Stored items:

···

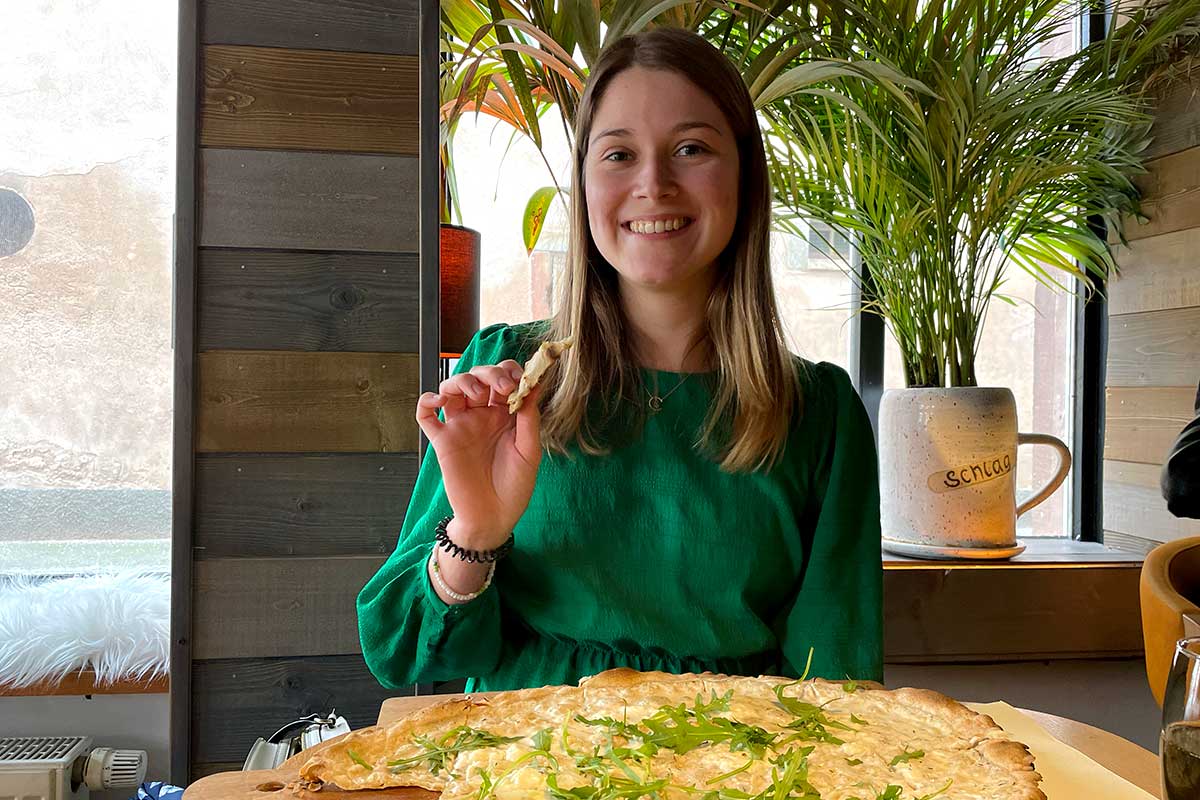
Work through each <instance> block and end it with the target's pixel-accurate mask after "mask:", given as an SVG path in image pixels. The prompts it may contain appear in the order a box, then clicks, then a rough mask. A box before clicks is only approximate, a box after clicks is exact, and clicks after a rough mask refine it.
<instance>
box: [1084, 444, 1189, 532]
mask: <svg viewBox="0 0 1200 800" xmlns="http://www.w3.org/2000/svg"><path fill="white" fill-rule="evenodd" d="M1160 471H1162V470H1160V468H1159V467H1157V465H1154V464H1133V463H1129V462H1123V461H1105V462H1104V528H1105V529H1106V530H1115V531H1117V533H1121V534H1128V535H1130V536H1138V537H1140V539H1145V540H1150V541H1156V542H1169V541H1174V540H1176V539H1182V537H1183V536H1200V519H1182V518H1180V517H1176V516H1174V515H1171V512H1170V511H1168V510H1166V500H1164V499H1163V493H1162V489H1159V485H1158V480H1159V473H1160Z"/></svg>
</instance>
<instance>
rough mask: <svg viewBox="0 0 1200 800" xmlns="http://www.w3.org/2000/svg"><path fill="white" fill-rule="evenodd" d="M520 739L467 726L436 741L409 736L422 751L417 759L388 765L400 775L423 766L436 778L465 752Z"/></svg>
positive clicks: (404, 760) (492, 745)
mask: <svg viewBox="0 0 1200 800" xmlns="http://www.w3.org/2000/svg"><path fill="white" fill-rule="evenodd" d="M521 739H523V736H497V735H496V734H494V733H490V732H487V730H479V729H476V728H472V727H469V726H464V724H461V726H458V727H456V728H451V729H450V730H448V732H445V733H444V734H442V736H440V738H439V739H432V738H430V736H425V735H415V736H413V741H414V742H416V744H418V745H420V746H421V747H424V748H425V752H424V753H420V754H419V756H410V757H409V758H398V759H396V760H394V762H388V766H390V768H391V771H392V772H403V771H404V770H407V769H409V768H410V766H415V765H416V764H422V763H424V764H425V765H426V766H427V768H428V770H430V774H431V775H437V774H438V772H440V771H442V770H445V771H448V772H449V771H450V766H451V765H452V764H454V759H455V757H456V756H457V754H458V753H461V752H463V751H467V750H479V748H481V747H498V746H499V745H508V744H511V742H514V741H521Z"/></svg>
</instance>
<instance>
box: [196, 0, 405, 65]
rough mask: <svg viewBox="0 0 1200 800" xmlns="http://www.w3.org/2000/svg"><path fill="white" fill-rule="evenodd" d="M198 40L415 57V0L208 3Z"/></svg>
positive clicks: (204, 10)
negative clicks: (386, 54)
mask: <svg viewBox="0 0 1200 800" xmlns="http://www.w3.org/2000/svg"><path fill="white" fill-rule="evenodd" d="M200 8H202V10H203V17H202V20H200V41H202V42H204V43H205V44H262V46H266V47H304V48H308V49H314V50H316V49H320V50H353V52H360V53H395V54H401V55H416V54H418V52H419V49H418V26H416V23H418V2H416V0H288V2H278V1H277V0H205V1H204V2H203V4H202V5H200Z"/></svg>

···

REQUIRED WORK:
What is needed is a word-for-word copy of the lines from the start of the data to the line with "739L467 726L436 741L409", inclusive, with no pictures in it.

OUTPUT:
Work through each <instance> block and end it with the target's pixel-accurate mask after "mask:", given as an SVG path in image pixels. The prompts it may contain appear in the order a box, then clicks, then a rough mask. A box before clicks is only approximate, a box after clicks is exact, and clicks after a rough mask refine it.
<instance>
box: [1084, 444, 1189, 532]
mask: <svg viewBox="0 0 1200 800" xmlns="http://www.w3.org/2000/svg"><path fill="white" fill-rule="evenodd" d="M1160 471H1162V470H1160V468H1159V467H1157V465H1154V464H1133V463H1129V462H1123V461H1105V462H1104V528H1105V529H1106V530H1115V531H1117V533H1121V534H1128V535H1130V536H1138V537H1140V539H1145V540H1150V541H1156V542H1169V541H1174V540H1176V539H1182V537H1183V536H1200V519H1182V518H1180V517H1176V516H1174V515H1171V512H1170V511H1168V510H1166V500H1164V499H1163V493H1162V489H1159V485H1158V480H1159V473H1160Z"/></svg>
</instance>
<instance>
rough mask: <svg viewBox="0 0 1200 800" xmlns="http://www.w3.org/2000/svg"><path fill="white" fill-rule="evenodd" d="M520 739L467 726L436 741L409 736L422 751L417 759L388 765L400 775L423 766L436 778L465 752Z"/></svg>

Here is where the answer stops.